> [Directions]: Reproduce word for word the part of the Back Bay fishing thread below from "I might be the" to "from North Carolina.".

> [Text shown]:
# Back Bay Question



## Blackbird (Jun 18, 2005)

Anyone ever fish Back Bay, off or near the Coryes Ditch bridge on Princess Anne Rd (615) by Buzzards Bay? What can you catch there, what do you use, and is a NC fresh water license required, or does NC reciprocate if you have a VA license? Or does one need a salt water License? (I live in VA, and since I'm over 65, don't need a salt water license). It always looks tempting when I drive by there. Thanks, & sorry for the elementary questions!


----------



## Ryan Y (Dec 1, 2005)

I might be the one that is confused but I dont think there is a " Back Bay" near our Buzzards bay here near Wilmington. There is a bay creek. (So Im thinking you mean up around the NC/VA border.)

Anyhow, Fishing in North Carolina (Saltwater), youll need a saltwater license from North Carolina.


----------



## Blackbird (Jun 18, 2005)

Right. I was referring to very near the VA/NC border, on the way down to Knotts Island.


----------



## Drumdum (Jan 6, 2003)

Blackbird said:


> Anyone ever fish Back Bay, off or near the Coryes Ditch bridge on Princess Anne Rd (615) by Buzzards Bay? What can you catch there, what do you use, and is a NC fresh water license required, or does NC reciprocate if you have a VA license? Or does one need a salt water License? (I live in VA, and since I'm over 65, don't need a salt water license). It always looks tempting when I drive by there. Thanks, & sorry for the elementary questions!


 I've fished Back Bay,think all that is in VA... Not sure about Coryes ditch,but think that to be in VA also... Both I believe are brackish water and inside coastal zone which requires freshwater license for either state,no reciprocal license...... NW river is both NC and VA,when you are past Redfin Creek you need an NC fishing license,and likewise for the VA side...


----------



## tbird6971 (Jan 16, 2010)

I fish there all the time, and yes the causeway bridge on the way to knotts island that goes over the ditch is parallel to back bay, and the southern end of back bay is in nc, and the game warden told me either a saltwater or freshwater nc license is fine










the ditch is under the "c" in causeway and it connects the currituck sound to the southern end of back bay


----------



## dirtyhandslopez (Nov 17, 2006)

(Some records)

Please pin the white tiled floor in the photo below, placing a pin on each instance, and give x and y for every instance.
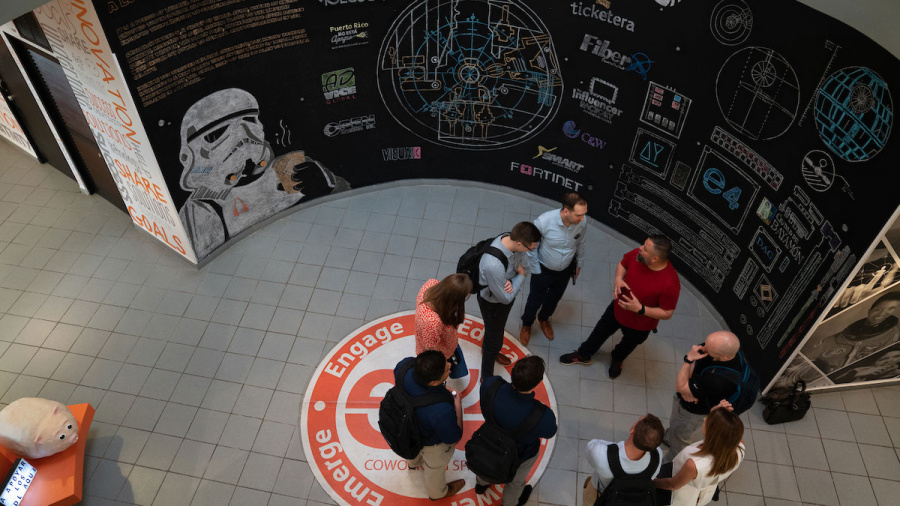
(197, 376)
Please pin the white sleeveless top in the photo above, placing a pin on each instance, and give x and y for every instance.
(700, 490)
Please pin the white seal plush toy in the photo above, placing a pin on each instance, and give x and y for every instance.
(36, 428)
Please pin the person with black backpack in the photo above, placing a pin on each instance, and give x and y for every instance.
(712, 372)
(500, 283)
(624, 471)
(424, 430)
(510, 409)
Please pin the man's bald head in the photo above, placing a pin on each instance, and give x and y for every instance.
(722, 345)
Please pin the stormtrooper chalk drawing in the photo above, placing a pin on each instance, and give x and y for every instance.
(233, 176)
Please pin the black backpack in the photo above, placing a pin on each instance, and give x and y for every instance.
(397, 415)
(746, 380)
(469, 261)
(637, 489)
(492, 453)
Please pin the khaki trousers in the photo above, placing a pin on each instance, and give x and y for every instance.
(434, 458)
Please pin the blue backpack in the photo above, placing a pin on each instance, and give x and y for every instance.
(746, 380)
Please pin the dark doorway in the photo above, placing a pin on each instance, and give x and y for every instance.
(62, 107)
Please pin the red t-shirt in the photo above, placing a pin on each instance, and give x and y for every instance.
(653, 288)
(431, 333)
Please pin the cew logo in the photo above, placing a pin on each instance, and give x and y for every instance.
(339, 419)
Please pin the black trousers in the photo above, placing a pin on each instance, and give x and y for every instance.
(494, 315)
(607, 326)
(547, 288)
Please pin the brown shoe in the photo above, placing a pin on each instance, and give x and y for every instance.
(547, 329)
(525, 335)
(453, 488)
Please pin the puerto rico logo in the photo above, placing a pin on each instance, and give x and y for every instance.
(339, 417)
(339, 85)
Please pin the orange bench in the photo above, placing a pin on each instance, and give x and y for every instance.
(59, 478)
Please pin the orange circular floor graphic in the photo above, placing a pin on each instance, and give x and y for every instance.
(339, 419)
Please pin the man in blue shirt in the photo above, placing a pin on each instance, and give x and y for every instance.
(559, 258)
(512, 405)
(501, 287)
(439, 424)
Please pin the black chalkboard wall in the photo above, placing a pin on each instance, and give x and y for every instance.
(755, 133)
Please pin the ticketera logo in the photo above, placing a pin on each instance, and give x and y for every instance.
(571, 132)
(339, 417)
(346, 126)
(546, 154)
(339, 85)
(394, 154)
(591, 11)
(546, 175)
(599, 99)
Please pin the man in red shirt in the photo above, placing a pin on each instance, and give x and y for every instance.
(646, 291)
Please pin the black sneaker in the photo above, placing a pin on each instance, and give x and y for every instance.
(574, 358)
(615, 369)
(526, 493)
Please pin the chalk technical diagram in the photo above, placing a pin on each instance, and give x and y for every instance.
(470, 74)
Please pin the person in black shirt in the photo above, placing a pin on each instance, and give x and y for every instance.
(697, 393)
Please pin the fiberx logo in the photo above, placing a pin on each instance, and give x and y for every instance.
(339, 85)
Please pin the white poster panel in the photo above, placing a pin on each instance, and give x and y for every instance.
(11, 130)
(80, 45)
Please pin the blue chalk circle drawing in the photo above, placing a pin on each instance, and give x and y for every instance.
(731, 22)
(854, 113)
(470, 74)
(758, 93)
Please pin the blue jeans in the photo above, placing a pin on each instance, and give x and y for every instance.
(547, 288)
(607, 326)
(494, 315)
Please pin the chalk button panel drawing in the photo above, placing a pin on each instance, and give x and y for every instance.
(470, 74)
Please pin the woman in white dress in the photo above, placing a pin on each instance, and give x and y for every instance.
(699, 468)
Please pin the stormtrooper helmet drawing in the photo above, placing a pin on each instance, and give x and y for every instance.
(223, 145)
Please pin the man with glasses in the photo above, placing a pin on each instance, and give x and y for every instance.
(502, 285)
(558, 259)
(645, 291)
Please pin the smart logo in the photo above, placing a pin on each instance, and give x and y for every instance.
(339, 85)
(559, 161)
(339, 417)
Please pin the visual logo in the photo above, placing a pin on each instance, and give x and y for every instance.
(571, 132)
(559, 161)
(546, 175)
(598, 101)
(346, 126)
(349, 35)
(339, 85)
(329, 3)
(339, 417)
(591, 11)
(394, 154)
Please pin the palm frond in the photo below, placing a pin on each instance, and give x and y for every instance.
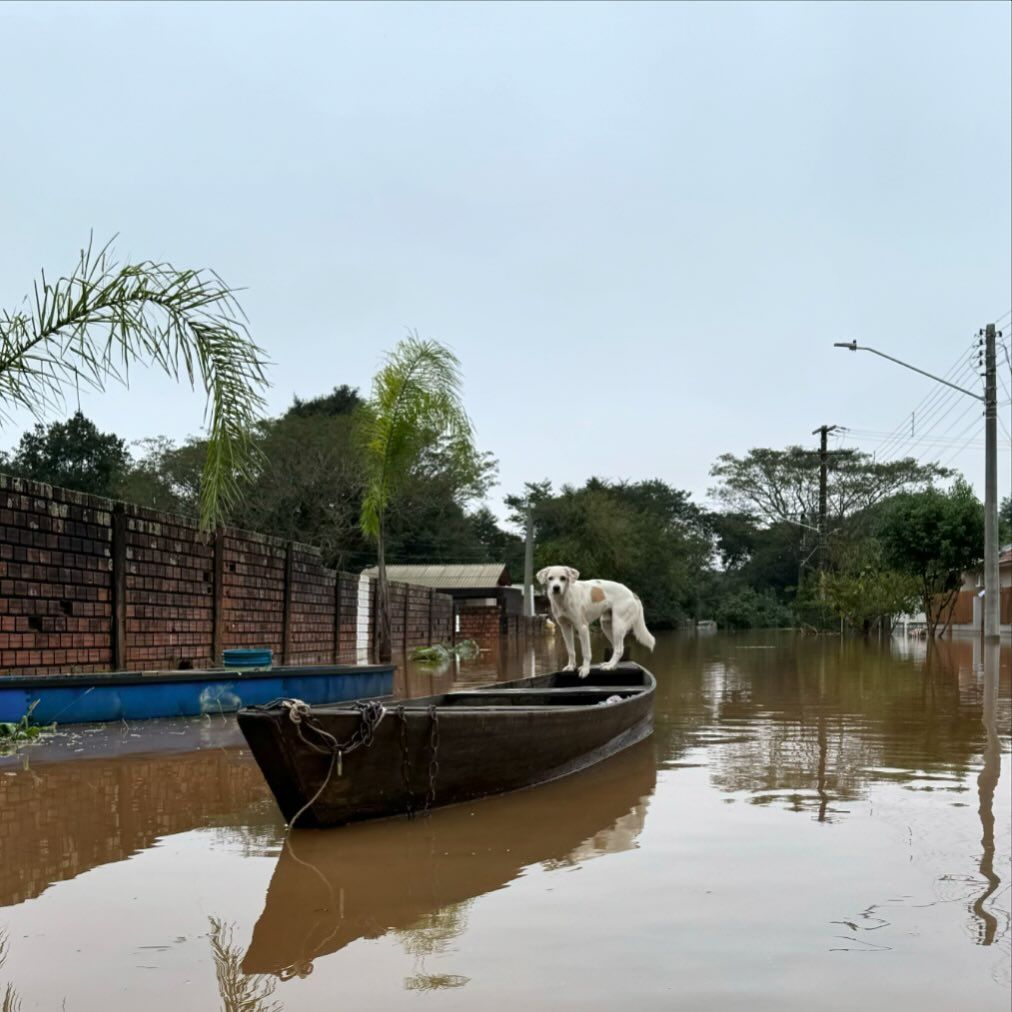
(415, 403)
(92, 325)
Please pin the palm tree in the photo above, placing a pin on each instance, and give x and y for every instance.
(415, 406)
(92, 325)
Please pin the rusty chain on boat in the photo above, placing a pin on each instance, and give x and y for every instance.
(430, 795)
(433, 768)
(406, 763)
(370, 714)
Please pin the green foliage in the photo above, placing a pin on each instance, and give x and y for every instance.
(747, 608)
(775, 486)
(646, 534)
(342, 400)
(865, 589)
(414, 421)
(466, 650)
(73, 454)
(23, 731)
(764, 558)
(934, 536)
(413, 427)
(92, 325)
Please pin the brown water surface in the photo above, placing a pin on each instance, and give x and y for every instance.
(813, 825)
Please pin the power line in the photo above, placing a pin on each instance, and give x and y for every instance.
(933, 399)
(948, 401)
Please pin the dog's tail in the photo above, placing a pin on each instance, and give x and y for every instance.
(640, 629)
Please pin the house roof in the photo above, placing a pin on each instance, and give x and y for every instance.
(455, 576)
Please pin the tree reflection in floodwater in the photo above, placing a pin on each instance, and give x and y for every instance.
(239, 992)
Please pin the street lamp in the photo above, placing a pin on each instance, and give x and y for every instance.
(992, 592)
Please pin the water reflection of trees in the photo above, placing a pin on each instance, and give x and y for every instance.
(809, 725)
(433, 934)
(76, 815)
(239, 992)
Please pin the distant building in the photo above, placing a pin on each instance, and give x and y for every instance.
(487, 607)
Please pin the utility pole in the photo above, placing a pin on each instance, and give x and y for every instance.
(824, 430)
(992, 584)
(528, 568)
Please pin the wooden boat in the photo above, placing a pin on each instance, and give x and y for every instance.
(134, 695)
(330, 765)
(330, 890)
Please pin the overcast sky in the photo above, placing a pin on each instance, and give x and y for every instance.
(641, 227)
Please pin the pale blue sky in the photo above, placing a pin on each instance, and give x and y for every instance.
(640, 226)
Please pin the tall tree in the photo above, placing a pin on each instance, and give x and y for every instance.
(645, 534)
(777, 486)
(415, 410)
(934, 536)
(341, 400)
(92, 325)
(74, 454)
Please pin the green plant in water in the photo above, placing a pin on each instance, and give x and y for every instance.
(466, 650)
(23, 730)
(10, 1001)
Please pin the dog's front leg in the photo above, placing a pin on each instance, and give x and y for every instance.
(585, 650)
(570, 645)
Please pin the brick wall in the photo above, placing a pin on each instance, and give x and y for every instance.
(91, 585)
(169, 590)
(480, 624)
(56, 566)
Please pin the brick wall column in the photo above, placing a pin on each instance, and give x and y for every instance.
(118, 638)
(218, 600)
(289, 581)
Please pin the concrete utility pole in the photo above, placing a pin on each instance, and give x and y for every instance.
(823, 483)
(528, 568)
(992, 589)
(992, 583)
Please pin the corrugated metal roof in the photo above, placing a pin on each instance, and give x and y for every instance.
(452, 576)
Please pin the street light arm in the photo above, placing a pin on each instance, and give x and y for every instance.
(854, 346)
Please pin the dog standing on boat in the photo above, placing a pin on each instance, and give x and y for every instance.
(576, 603)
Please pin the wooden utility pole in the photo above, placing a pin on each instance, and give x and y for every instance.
(528, 568)
(992, 584)
(824, 431)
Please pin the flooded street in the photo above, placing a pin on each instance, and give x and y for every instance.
(813, 825)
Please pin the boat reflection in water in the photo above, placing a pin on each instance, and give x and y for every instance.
(332, 888)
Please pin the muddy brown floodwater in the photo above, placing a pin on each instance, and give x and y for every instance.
(813, 825)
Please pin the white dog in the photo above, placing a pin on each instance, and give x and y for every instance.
(576, 603)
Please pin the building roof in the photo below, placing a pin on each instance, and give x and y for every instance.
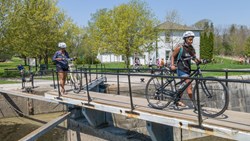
(175, 26)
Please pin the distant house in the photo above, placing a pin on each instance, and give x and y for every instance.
(170, 36)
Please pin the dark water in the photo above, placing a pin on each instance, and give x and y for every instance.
(13, 129)
(14, 132)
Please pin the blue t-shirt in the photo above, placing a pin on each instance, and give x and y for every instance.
(62, 63)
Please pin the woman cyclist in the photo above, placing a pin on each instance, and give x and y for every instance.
(184, 66)
(62, 67)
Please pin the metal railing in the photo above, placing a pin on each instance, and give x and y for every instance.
(88, 71)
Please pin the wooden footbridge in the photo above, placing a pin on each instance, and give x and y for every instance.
(232, 124)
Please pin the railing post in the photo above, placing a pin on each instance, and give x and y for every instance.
(118, 83)
(87, 86)
(198, 103)
(89, 73)
(53, 75)
(130, 92)
(58, 85)
(96, 75)
(226, 77)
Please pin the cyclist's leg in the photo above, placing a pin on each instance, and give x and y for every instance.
(189, 88)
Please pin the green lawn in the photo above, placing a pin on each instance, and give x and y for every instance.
(219, 64)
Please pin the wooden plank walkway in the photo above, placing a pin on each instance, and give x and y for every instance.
(232, 124)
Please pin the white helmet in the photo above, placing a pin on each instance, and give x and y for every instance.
(62, 45)
(188, 34)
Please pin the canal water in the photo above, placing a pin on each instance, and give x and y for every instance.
(13, 129)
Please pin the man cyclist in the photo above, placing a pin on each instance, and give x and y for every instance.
(184, 66)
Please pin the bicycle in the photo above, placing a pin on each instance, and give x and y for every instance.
(214, 97)
(75, 77)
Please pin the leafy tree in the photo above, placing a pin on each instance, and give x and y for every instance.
(35, 28)
(206, 39)
(6, 7)
(247, 47)
(125, 30)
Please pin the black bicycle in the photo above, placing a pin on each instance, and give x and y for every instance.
(213, 94)
(75, 76)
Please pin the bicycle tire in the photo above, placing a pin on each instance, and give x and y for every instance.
(77, 82)
(214, 97)
(159, 96)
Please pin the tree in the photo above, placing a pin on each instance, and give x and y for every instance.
(125, 30)
(6, 7)
(247, 47)
(173, 19)
(207, 39)
(35, 28)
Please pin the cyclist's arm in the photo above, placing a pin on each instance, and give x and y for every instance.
(175, 53)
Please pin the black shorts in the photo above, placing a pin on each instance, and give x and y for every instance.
(60, 69)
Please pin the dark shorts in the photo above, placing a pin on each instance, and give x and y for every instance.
(182, 73)
(60, 69)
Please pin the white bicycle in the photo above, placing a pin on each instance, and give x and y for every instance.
(75, 76)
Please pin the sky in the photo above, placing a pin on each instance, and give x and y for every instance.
(220, 12)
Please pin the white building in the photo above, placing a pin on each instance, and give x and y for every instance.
(169, 36)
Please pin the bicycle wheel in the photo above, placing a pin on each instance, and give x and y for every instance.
(214, 97)
(159, 92)
(77, 82)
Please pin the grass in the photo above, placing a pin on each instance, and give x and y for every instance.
(219, 64)
(222, 64)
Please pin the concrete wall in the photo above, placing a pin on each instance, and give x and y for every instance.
(9, 105)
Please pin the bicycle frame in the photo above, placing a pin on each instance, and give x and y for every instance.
(179, 91)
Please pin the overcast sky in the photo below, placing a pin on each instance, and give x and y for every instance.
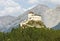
(16, 7)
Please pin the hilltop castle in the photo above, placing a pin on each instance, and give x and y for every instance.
(31, 16)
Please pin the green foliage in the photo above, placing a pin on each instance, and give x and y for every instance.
(31, 34)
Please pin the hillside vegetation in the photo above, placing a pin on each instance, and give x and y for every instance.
(33, 31)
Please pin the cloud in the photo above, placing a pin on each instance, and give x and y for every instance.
(32, 1)
(44, 1)
(9, 7)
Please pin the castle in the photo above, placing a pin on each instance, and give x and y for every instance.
(31, 16)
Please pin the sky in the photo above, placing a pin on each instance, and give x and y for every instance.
(17, 7)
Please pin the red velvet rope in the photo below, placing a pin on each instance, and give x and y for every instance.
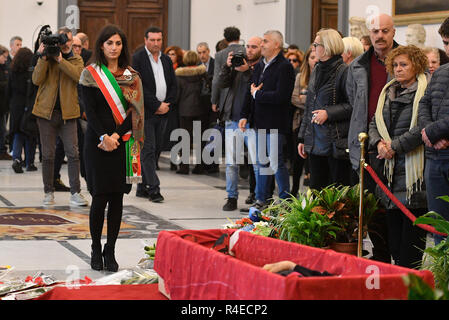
(399, 203)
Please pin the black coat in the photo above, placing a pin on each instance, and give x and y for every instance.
(327, 91)
(434, 111)
(190, 80)
(270, 109)
(141, 63)
(397, 114)
(105, 171)
(3, 88)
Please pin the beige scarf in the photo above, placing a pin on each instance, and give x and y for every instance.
(414, 160)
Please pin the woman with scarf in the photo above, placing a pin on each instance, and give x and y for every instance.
(395, 135)
(324, 129)
(113, 96)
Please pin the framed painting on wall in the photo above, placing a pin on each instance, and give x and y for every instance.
(406, 12)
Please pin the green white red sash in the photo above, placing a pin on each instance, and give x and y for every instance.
(114, 96)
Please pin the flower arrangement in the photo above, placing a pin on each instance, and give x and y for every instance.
(316, 218)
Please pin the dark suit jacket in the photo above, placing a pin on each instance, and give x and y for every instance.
(270, 109)
(141, 63)
(210, 72)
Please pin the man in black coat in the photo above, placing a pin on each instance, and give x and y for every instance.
(203, 51)
(434, 119)
(159, 88)
(268, 110)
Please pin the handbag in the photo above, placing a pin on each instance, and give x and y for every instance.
(340, 144)
(206, 86)
(28, 123)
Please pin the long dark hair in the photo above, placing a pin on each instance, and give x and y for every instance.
(22, 60)
(107, 32)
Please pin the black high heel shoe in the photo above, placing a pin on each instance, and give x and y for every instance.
(109, 259)
(96, 260)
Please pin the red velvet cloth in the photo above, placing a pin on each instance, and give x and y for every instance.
(193, 271)
(112, 292)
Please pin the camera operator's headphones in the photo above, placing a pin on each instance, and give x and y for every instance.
(45, 30)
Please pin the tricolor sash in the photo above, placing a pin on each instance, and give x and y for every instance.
(114, 96)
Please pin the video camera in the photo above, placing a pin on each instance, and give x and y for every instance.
(52, 42)
(238, 59)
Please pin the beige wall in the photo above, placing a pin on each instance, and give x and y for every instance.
(24, 17)
(210, 17)
(361, 8)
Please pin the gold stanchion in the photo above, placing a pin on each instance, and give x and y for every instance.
(362, 138)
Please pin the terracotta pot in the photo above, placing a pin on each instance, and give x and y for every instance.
(348, 248)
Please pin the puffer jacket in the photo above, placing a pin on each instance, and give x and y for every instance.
(358, 87)
(50, 77)
(190, 80)
(397, 114)
(327, 91)
(434, 112)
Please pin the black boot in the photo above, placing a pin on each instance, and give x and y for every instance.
(96, 260)
(109, 259)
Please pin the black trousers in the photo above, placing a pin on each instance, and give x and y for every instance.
(297, 164)
(406, 241)
(377, 227)
(326, 170)
(186, 123)
(114, 201)
(154, 129)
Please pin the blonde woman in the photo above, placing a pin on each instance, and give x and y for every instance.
(299, 100)
(395, 135)
(324, 129)
(189, 80)
(353, 49)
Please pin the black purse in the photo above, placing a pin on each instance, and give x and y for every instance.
(340, 144)
(28, 123)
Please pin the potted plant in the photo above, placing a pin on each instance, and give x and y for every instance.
(297, 221)
(436, 259)
(342, 204)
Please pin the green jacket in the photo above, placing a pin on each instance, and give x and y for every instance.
(50, 76)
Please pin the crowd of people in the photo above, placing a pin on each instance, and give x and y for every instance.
(108, 111)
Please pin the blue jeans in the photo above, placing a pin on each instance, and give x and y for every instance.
(271, 160)
(20, 141)
(154, 132)
(3, 148)
(436, 176)
(234, 154)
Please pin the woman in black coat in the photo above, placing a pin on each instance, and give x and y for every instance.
(190, 79)
(324, 129)
(395, 136)
(19, 88)
(111, 165)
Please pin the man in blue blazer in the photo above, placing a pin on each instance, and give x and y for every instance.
(159, 90)
(267, 109)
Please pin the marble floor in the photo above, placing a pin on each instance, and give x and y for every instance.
(191, 202)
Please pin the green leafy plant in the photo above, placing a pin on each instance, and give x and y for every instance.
(342, 204)
(296, 221)
(436, 259)
(418, 289)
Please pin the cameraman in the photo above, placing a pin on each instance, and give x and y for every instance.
(235, 75)
(56, 107)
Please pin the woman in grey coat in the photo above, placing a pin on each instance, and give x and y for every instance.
(395, 135)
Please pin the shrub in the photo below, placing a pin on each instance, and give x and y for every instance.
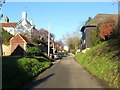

> [Output for this exercise]:
I might be the one that is confused but I dont think there is a " Back Bay" near our Buzzards bay here near Wilmington. There is a bay creek. (So Im thinking you mean up around the NC/VA border.)

Anyhow, Fishing in North Carolina (Saltwater), youll need a saltwater license from North Carolina.